> _Given entries_:
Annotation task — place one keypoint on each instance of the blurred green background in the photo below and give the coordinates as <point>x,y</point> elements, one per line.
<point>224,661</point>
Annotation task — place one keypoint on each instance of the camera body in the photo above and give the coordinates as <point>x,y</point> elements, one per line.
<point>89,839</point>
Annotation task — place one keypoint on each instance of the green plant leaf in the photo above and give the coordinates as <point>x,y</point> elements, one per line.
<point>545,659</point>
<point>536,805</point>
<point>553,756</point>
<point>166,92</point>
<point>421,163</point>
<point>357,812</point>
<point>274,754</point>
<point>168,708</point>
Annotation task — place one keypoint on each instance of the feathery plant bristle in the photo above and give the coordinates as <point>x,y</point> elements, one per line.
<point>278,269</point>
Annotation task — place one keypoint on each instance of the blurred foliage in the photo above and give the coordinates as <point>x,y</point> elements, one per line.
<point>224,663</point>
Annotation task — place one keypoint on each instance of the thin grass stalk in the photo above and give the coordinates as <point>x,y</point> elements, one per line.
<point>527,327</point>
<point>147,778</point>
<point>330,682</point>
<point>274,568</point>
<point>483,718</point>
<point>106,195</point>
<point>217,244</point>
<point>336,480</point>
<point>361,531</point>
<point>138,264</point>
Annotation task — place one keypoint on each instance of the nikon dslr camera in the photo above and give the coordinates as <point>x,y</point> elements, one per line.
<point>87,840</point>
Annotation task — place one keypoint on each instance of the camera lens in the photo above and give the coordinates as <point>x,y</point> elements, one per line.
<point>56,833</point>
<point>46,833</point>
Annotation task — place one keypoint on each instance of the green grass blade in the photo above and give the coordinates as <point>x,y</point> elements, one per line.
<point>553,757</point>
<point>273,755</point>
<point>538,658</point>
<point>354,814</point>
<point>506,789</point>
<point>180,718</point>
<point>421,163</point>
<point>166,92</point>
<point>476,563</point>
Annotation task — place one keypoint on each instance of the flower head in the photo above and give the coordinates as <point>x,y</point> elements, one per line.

> _What you should do_:
Repeat all of the entries above exactly.

> _Output_:
Annotation task — place one keypoint on each instance of the blurred green background in the photo below and give the coordinates as <point>x,y</point> elements, one per line.
<point>224,661</point>
Annotation task — place one keypoint on each instance of the camera body in the photo above and give the coordinates as <point>x,y</point> elements, one per line.
<point>89,839</point>
Annotation task — place one keypoint on each instance of the green plant leaf in the photo above and give the coordinates as <point>x,y</point> elements, one per line.
<point>545,659</point>
<point>536,805</point>
<point>553,756</point>
<point>166,92</point>
<point>421,163</point>
<point>357,812</point>
<point>274,754</point>
<point>168,708</point>
Annotation task — place one keypoint on each instance of the feathery plant bristle in the photo above and give the coordinates as <point>x,y</point> elements, one per line.
<point>278,269</point>
Annotation task — place one keypoint on each instance of the blurred foliage in the photo above and give the coordinates as <point>x,y</point> elements, one per line.
<point>224,663</point>
Annotation task — place one keypoint on each instance of the thin grass stalk in the photo above and give the coordinates as <point>x,y</point> elements, one per line.
<point>527,327</point>
<point>147,778</point>
<point>330,682</point>
<point>274,568</point>
<point>483,718</point>
<point>106,195</point>
<point>217,244</point>
<point>336,480</point>
<point>361,531</point>
<point>138,264</point>
Annotation task — place one keypoint on each instance of the nikon dslr camera in the photo above and give the coordinates as <point>x,y</point> elements, one per line.
<point>87,840</point>
Annotation task — place one keypoint on each instance of the camera lens in the photo above and give the coordinates as <point>x,y</point> elements, one per line.
<point>56,833</point>
<point>46,833</point>
Annotation task — place one keypoint on each instance of the green grass blade in the photo above and give the coordinates as <point>x,y</point> elements, one per line.
<point>553,757</point>
<point>273,755</point>
<point>538,658</point>
<point>354,814</point>
<point>506,789</point>
<point>180,718</point>
<point>421,163</point>
<point>166,92</point>
<point>476,563</point>
Annotation task — place one keypoint on each instance of the flower head in the photo above and give the coordinates as <point>x,y</point> elements, one per line.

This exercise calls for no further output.